__REQUIRED ACTION__. Reproduce the records below exactly as they appear, omitting any pictures they contain.

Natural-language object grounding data

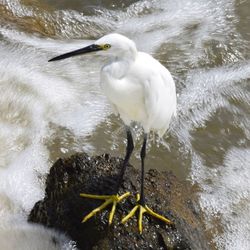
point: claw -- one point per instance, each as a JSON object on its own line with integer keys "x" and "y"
{"x": 108, "y": 200}
{"x": 142, "y": 210}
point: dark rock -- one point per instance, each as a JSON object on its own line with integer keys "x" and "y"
{"x": 63, "y": 208}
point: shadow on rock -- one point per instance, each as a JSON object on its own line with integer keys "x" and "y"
{"x": 63, "y": 208}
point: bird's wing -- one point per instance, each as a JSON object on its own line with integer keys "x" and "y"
{"x": 151, "y": 99}
{"x": 160, "y": 101}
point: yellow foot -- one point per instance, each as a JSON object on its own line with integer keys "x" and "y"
{"x": 142, "y": 210}
{"x": 108, "y": 200}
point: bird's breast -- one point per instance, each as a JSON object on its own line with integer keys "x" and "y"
{"x": 126, "y": 94}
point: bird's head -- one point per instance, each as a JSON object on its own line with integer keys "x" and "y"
{"x": 113, "y": 45}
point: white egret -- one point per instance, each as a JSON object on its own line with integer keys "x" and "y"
{"x": 140, "y": 89}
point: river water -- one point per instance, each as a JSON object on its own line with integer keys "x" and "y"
{"x": 50, "y": 110}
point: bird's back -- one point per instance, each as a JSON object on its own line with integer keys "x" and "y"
{"x": 145, "y": 93}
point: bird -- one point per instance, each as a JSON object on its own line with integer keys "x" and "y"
{"x": 140, "y": 89}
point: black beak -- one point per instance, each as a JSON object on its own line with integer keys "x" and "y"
{"x": 90, "y": 48}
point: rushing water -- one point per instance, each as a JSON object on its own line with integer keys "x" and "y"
{"x": 52, "y": 110}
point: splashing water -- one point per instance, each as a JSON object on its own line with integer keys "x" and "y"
{"x": 53, "y": 110}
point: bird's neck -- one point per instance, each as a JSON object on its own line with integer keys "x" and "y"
{"x": 117, "y": 67}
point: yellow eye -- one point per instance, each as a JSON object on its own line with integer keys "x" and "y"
{"x": 106, "y": 46}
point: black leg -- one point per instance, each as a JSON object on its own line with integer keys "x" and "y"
{"x": 129, "y": 150}
{"x": 143, "y": 155}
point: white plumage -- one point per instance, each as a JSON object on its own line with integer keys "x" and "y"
{"x": 138, "y": 86}
{"x": 140, "y": 89}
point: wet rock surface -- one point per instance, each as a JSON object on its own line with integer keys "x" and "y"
{"x": 63, "y": 208}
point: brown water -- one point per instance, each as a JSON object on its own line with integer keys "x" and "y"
{"x": 50, "y": 111}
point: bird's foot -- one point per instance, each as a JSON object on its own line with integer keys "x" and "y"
{"x": 108, "y": 200}
{"x": 143, "y": 209}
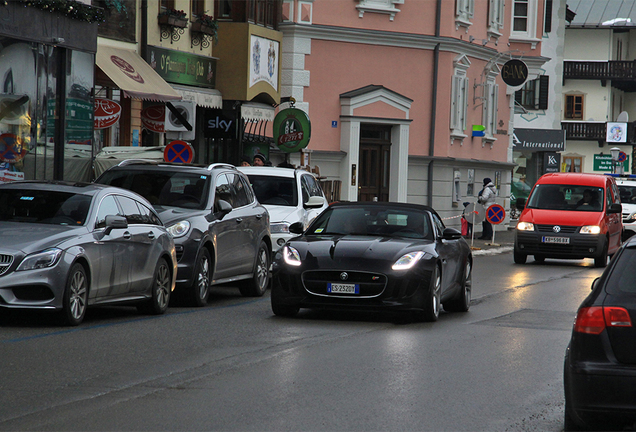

__SOLUTION__.
point: claw -- one point per instance, each as a JSON object on its own line with integer keys "x" and "y"
{"x": 108, "y": 200}
{"x": 142, "y": 210}
point: dark rock -- one point per instance, each as a JSON object on its own line with integer keys "x" and "y"
{"x": 63, "y": 208}
point: shadow on rock -- one point per instance, each as a JSON object on its own line with integer keys "x" and "y"
{"x": 63, "y": 208}
point: bird's wing -- one point per instance, each as a JSON object on its own line with integer keys "x" and "y"
{"x": 151, "y": 99}
{"x": 160, "y": 101}
point: yellow foot -- one point per instance, each as a JSON object on its own line with integer keys "x" and "y"
{"x": 142, "y": 210}
{"x": 108, "y": 200}
point: bird's breast -- one point per instance, each as a JSON object on its own line with integer keys "x" and "y"
{"x": 126, "y": 94}
point: bird's head -- one point per instance, each as a JSON object on its own line with integer keys "x" and "y"
{"x": 113, "y": 45}
point: white egret -- one point per instance, each as a JSON object on its own line with integer keys "x" and "y"
{"x": 140, "y": 89}
point: river water -- one point per instance, each as a JSON object on its own line with integer keys "x" and "y"
{"x": 50, "y": 110}
point: bird's back -- one point per instance, each as a JSON object on its own line with integer keys "x" and "y"
{"x": 145, "y": 93}
point: bird -- one point per instance, each as a JSON object on its own line with integer keys "x" and "y"
{"x": 140, "y": 89}
point: black beak -- one point per instance, each as a JSON object on its own line with integer keys "x" and "y"
{"x": 90, "y": 48}
point: rushing water -- one point per instance, each as a JSON object on its own line with integer keys "x" and "y"
{"x": 52, "y": 110}
point: splashing water -- one point per instance, each as a JSON object on its own line with integer keys "x" and "y"
{"x": 53, "y": 110}
point: bird's neck -- one point per instance, each as a JSON object on its own line with integer keys "x" and "y"
{"x": 117, "y": 67}
point: yellow eye -- one point per instance, each as a JSON object on its own line with integer keys "x" and "y"
{"x": 106, "y": 46}
point: black leg -- one point per instance, each as a JSON object on its own line with integer keys "x" and "y"
{"x": 129, "y": 150}
{"x": 143, "y": 155}
point: white plumage -- one point per instance, each as a JSON object on its own line with integer keys "x" and "y"
{"x": 138, "y": 86}
{"x": 140, "y": 89}
point: wet rock surface -- one point per instance, each as a JSON object on its own line with integer keys "x" and "y"
{"x": 63, "y": 208}
point: brown water -- one point per instance, each as a JSON object on its own line with integer keys "x" and "y"
{"x": 50, "y": 111}
point: bird's foot -- one point per instance, each as a JSON object on its own line with integer keys "x" and "y"
{"x": 108, "y": 200}
{"x": 143, "y": 209}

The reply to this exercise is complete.